═══ 演習文 ═══

ポエムというよりはドエムかもしれない私は今宵も一人寂しく、
夜食のカップ麺に湯を注ぎ、
砂時計の砂がすべて落ちる3分間を、
まだかまだかと指を咥えて待ってるところである。
♪ひとつだけーも、しーも、ねー【が】いー【が】、かーなーうーうなら♪
という歌謡曲は、JAMOSAというタレントが歌ってるらしい。
非鼻濁音の【が】の、私の年代の東京育ちの者にはじつに
粗野で聞き苦しい歌唱である。と思ってウィキペディアで見てみたら、
あんのじょう、1983年生まれ【福岡県出身】、となってた。もっとも、
1954年生まれ・東京都八王子市出身の
あらいゆみ(松任谷由実)女史が【ガ行非鼻濁音】である理由が
未だに解らない拙脳なる私が感じる、取るに足らない感想である。世の中には、
まっとうなことも正論もない、ということの一端かもしれない。

═══

*課題*
(a) 鼻濁音についての文章を読み、次の問いに答えなさい。
(i) 筆者は夜食に何を用意し、何分間待っているか。
(ii) JAMOSAの生まれ年と出身地はどう記されているか。
(iii) 松任谷由実の生まれ年と出身地はどう記されているか。
(b) 鼻濁音についての文章で、筆者が歌謡曲の歌唱を「粗野で聞き苦しい」と感じるのはなぜか。文章に示された理由を一、二文で説明しなさい。
(c) 鼻濁音についての文章の最後の一文に続けて、同じ調子で数文書き進めなさい。

═══ データ ═══

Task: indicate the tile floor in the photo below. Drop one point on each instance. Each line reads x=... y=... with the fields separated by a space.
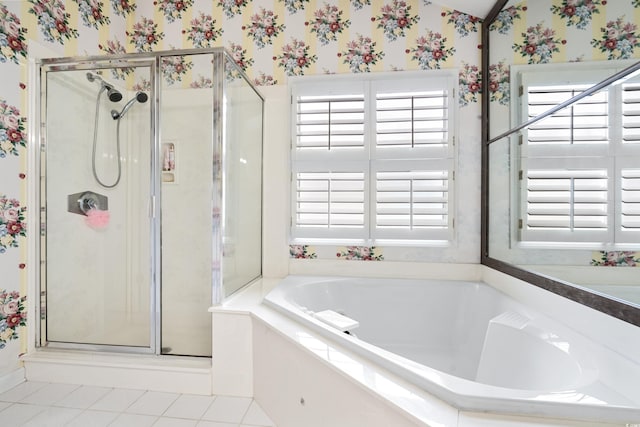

═══

*課題の解答*
(a)
(i) カップ麺に湯を注ぎ、3分間待っている。
(ii) 1983年生まれ、福岡県出身。
(iii) 1954年生まれ、東京都八王子市出身。

(b) 歌の「が」が鼻濁音ではない非鼻濁音で歌われているからである。筆者の年代の東京育ちの者には、その発音が粗野で聞き苦しく聞こえる。

(c)
ヴァーグナーの楽劇「トリスタンとイゾルデ」は、
現在、ケント・ナガノが音楽監督をしてる、
ミュンヒェンのバイアリッシェ・シュターツオーパーで1865年6月10日に、
ハンス・フォン・ビューローの指揮で初演された。その
34年後の1899年6月10日は、フランスの作曲家
エルネスト・ショソンがパリから50km弱西に位置するセヌ河畔の
Limay(リメ)という、当時は人口1800人程度の小村にあった別荘で
事故死した日である。44歳。
あとからやってくる妻と息子を、
娘と自転車で駅まで迎えに出ようとした。
少し先に走り出した娘が、うしろから父が来る音がしないので引き返すと、
門を出るところで頭を石畳に叩きつけてショソンは即死してたのである。
弁護士資格も有するショソンは、裕福な家の出だった。
生活のために作曲する必要などなかった。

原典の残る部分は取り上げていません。